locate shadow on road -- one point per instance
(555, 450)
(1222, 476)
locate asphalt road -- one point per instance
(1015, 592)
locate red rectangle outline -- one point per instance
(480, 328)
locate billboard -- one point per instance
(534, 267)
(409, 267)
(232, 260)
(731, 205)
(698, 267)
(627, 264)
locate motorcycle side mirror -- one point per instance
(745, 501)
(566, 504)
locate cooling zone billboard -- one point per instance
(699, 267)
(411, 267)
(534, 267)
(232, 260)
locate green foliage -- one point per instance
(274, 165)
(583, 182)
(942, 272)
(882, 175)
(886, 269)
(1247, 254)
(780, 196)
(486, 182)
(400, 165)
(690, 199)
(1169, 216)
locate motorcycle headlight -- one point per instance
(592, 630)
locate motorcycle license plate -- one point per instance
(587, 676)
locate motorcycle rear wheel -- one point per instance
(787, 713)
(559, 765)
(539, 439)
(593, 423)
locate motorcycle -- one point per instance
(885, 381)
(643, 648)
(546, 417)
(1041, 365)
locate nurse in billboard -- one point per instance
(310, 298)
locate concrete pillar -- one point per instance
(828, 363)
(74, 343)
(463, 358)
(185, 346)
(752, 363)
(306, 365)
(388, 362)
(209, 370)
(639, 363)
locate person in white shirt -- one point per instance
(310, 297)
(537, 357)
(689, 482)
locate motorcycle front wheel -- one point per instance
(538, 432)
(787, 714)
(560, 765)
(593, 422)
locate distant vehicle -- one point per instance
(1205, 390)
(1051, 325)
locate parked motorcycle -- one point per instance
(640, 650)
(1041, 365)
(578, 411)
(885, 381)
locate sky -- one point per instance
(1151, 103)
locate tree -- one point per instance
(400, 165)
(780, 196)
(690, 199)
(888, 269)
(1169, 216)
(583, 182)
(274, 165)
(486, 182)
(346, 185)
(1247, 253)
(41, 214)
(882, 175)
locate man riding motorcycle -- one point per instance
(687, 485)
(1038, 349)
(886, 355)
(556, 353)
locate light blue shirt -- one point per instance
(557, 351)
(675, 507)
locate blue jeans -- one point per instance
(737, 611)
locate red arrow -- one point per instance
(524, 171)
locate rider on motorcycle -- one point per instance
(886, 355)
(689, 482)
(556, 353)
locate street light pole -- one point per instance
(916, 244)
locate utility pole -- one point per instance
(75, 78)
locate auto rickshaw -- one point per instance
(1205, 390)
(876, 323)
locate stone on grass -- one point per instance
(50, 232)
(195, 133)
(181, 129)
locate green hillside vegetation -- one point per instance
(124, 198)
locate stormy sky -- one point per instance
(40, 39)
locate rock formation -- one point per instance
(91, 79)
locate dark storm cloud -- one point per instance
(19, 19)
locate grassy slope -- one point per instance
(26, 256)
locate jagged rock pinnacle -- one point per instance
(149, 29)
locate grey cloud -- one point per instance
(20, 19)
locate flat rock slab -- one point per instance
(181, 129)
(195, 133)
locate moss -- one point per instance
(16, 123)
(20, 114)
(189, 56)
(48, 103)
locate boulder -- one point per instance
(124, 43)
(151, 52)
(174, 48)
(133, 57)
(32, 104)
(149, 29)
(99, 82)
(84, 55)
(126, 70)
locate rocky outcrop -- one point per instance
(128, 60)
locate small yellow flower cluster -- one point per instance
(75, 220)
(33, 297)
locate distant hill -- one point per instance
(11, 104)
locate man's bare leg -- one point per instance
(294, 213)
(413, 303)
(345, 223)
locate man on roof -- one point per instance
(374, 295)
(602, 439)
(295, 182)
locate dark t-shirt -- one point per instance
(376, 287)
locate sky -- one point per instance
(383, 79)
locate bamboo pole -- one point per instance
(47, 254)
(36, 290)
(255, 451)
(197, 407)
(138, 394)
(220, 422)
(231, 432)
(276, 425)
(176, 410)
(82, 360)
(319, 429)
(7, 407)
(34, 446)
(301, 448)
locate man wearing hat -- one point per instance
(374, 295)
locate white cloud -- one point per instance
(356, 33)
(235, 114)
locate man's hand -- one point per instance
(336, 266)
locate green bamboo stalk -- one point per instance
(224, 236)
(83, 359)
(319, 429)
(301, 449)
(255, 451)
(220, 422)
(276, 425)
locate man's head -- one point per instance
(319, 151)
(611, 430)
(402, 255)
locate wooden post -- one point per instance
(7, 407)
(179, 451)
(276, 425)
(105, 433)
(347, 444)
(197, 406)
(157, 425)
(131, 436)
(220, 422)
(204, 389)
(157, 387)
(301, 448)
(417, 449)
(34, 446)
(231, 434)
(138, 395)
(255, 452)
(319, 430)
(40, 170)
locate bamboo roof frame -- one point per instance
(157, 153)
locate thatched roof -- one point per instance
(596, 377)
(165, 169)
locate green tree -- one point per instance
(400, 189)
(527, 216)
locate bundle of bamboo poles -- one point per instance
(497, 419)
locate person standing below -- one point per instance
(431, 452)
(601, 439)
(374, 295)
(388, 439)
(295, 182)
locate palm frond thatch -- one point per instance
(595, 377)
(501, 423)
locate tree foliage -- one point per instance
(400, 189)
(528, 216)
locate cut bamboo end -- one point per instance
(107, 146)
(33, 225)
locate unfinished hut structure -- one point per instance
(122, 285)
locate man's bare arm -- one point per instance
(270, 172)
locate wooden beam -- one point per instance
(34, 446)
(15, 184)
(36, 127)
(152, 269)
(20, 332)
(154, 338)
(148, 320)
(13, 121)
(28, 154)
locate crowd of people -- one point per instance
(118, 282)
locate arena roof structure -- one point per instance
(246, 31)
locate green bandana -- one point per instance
◆ ◆ ◆
EXERCISE BRIEF:
Can you rescale the listing from the line with "locate arena roof" through its last line, repeating every line including the requests and multiplying each point coordinate by 2.55, rounded to the nearest whole number with halves going up?

EXERCISE RESPONSE:
locate arena roof structure -- one point per instance
(627, 79)
locate green bandana -- one point per instance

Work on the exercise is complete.